** begin Stored data **

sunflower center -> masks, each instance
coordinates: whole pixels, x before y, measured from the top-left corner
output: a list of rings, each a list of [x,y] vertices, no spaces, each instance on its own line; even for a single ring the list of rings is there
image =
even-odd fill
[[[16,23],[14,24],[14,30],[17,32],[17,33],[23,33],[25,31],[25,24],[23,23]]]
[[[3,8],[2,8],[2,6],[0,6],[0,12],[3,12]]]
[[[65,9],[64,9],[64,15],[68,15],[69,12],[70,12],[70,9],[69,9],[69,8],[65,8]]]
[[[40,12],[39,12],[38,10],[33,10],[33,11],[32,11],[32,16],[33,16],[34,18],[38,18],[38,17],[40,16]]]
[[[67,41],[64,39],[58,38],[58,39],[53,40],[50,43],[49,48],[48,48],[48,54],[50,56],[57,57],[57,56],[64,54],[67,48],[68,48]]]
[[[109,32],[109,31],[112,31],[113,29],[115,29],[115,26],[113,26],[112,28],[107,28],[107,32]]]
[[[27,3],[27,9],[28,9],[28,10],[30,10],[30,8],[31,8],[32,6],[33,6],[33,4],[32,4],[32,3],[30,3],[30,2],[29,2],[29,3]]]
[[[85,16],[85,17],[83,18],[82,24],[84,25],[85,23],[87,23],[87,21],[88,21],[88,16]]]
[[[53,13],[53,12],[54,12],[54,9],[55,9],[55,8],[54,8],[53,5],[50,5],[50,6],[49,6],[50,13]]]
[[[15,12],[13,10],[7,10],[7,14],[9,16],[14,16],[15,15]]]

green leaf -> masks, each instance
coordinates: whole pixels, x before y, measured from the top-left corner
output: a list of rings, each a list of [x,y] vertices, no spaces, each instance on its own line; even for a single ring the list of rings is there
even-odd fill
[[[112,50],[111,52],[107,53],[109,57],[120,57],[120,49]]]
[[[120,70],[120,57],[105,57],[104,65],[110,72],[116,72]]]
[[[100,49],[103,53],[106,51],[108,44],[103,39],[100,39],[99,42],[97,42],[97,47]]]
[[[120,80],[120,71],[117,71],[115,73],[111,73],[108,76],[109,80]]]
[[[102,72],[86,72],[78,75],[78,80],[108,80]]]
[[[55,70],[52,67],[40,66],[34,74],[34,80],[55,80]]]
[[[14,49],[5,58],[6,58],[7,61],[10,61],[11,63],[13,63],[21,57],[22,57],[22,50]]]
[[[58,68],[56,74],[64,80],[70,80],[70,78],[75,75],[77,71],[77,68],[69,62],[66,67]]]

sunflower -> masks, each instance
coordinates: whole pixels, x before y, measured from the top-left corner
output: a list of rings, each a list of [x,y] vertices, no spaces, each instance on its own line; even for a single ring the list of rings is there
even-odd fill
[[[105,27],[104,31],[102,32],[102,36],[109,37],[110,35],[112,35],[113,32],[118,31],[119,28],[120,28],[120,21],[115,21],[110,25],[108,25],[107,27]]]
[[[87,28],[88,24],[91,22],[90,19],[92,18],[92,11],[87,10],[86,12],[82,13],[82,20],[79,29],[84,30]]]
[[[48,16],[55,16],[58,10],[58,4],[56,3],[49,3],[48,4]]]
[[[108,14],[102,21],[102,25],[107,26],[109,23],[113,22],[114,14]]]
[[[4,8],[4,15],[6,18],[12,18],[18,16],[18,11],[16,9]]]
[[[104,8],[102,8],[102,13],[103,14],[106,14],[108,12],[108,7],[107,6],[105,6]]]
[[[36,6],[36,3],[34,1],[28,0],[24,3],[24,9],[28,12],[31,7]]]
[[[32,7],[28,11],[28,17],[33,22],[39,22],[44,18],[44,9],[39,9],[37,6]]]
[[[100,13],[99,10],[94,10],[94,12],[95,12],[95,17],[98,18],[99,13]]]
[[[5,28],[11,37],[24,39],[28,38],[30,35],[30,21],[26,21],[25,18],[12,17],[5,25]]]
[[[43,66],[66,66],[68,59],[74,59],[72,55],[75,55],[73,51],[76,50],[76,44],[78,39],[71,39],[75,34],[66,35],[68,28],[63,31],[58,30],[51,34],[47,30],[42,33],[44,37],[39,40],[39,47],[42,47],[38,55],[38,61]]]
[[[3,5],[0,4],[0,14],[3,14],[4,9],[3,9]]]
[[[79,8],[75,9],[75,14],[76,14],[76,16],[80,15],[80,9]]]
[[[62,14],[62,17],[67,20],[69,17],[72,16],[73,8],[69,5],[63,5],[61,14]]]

** end Stored data **

__Stated goal__:
Copy the listing above line for line, changing nothing.

__Response for this exercise__:
sunflower center -> masks, each instance
coordinates: whole pixels, x before y, measured from the top-left corner
output: a list of rings, each a list of [x,y] vertices, no spaces, each instance on its own line; even for a single ring the list of rings is there
image =
even-odd fill
[[[16,23],[14,24],[14,30],[17,32],[17,33],[23,33],[25,31],[25,24],[23,23]]]
[[[3,8],[2,8],[2,6],[0,6],[0,12],[3,12]]]
[[[65,9],[64,9],[64,15],[68,15],[69,12],[70,12],[70,9],[69,9],[69,8],[65,8]]]
[[[40,12],[39,12],[38,10],[33,10],[33,11],[32,11],[32,16],[33,16],[34,18],[38,18],[38,17],[40,16]]]
[[[67,41],[64,39],[58,38],[58,39],[53,40],[50,43],[49,48],[48,48],[48,54],[50,56],[57,57],[57,56],[64,54],[67,48],[68,48]]]
[[[109,32],[109,31],[112,31],[113,29],[115,29],[115,26],[113,26],[112,28],[107,28],[107,32]]]
[[[27,3],[27,9],[28,9],[28,10],[30,10],[30,8],[31,8],[32,6],[33,6],[33,4],[32,4],[32,3],[30,3],[30,2],[29,2],[29,3]]]
[[[85,16],[85,17],[83,18],[82,24],[84,25],[85,23],[87,23],[87,21],[88,21],[88,16]]]
[[[53,13],[53,12],[54,12],[54,9],[55,9],[55,8],[54,8],[53,5],[50,5],[50,6],[49,6],[50,13]]]
[[[15,12],[13,10],[7,10],[7,14],[9,16],[14,16],[15,15]]]

green leaf -> masks, each instance
coordinates: whole pixels, x before y, measured from the top-left corner
output: a list of rings, each a list of [x,y] vertices, no spaces, each instance on its own line; even for a single ring the list of rings is there
even-odd fill
[[[112,50],[111,52],[107,53],[109,57],[120,57],[120,49]]]
[[[120,70],[120,57],[105,57],[104,65],[110,72],[116,72]]]
[[[100,49],[103,53],[106,51],[108,44],[103,39],[100,39],[99,42],[97,42],[97,47]]]
[[[120,80],[120,71],[117,71],[115,73],[111,73],[108,76],[109,80]]]
[[[102,72],[86,72],[78,75],[78,80],[108,80]]]
[[[55,70],[52,67],[40,66],[34,74],[34,80],[55,80]]]
[[[14,49],[5,58],[6,58],[7,61],[10,61],[11,63],[13,63],[21,57],[22,57],[22,50]]]
[[[58,68],[56,74],[64,80],[70,80],[70,78],[75,75],[77,71],[77,68],[69,62],[66,67]]]

sunflower -> masks, each instance
coordinates: whole pixels, x before y, measured from the top-left corner
output: a list of rings, each a list of [x,y] vertices, no spaces, each instance on its own line; even for a single ring the list of rings is there
even-odd fill
[[[105,27],[104,31],[102,32],[102,36],[109,37],[110,35],[112,35],[113,32],[118,31],[119,28],[120,28],[120,21],[115,21],[110,25],[108,25],[107,27]]]
[[[87,28],[88,24],[91,22],[90,19],[92,18],[92,11],[87,10],[86,12],[82,13],[82,20],[79,29],[84,30]]]
[[[48,16],[55,16],[58,10],[58,4],[56,3],[49,3],[48,4]]]
[[[108,14],[102,21],[102,25],[107,26],[109,23],[113,22],[114,14]]]
[[[4,8],[4,15],[6,18],[12,18],[18,16],[18,11],[16,9]]]
[[[104,8],[102,8],[102,13],[103,14],[106,14],[108,12],[108,7],[107,6],[105,6]]]
[[[36,6],[36,3],[34,1],[28,0],[24,3],[24,9],[28,12],[31,7]]]
[[[32,7],[28,11],[28,17],[33,22],[39,22],[44,18],[44,9],[39,9],[37,6]]]
[[[100,13],[99,10],[94,10],[94,12],[95,12],[95,17],[98,18],[99,13]]]
[[[5,28],[11,37],[24,39],[28,38],[30,35],[30,21],[26,21],[25,18],[12,17],[5,25]]]
[[[43,66],[66,66],[68,59],[74,59],[72,55],[75,55],[73,51],[76,50],[76,44],[78,39],[71,39],[75,34],[66,35],[68,28],[63,31],[58,30],[51,34],[47,30],[42,33],[44,37],[39,40],[39,47],[42,47],[38,55],[38,61]]]
[[[3,5],[0,4],[0,14],[3,14],[4,9],[3,9]]]
[[[79,8],[75,9],[75,14],[76,14],[76,16],[80,15],[80,9]]]
[[[62,14],[62,17],[67,20],[69,17],[72,16],[73,8],[69,5],[63,5],[61,14]]]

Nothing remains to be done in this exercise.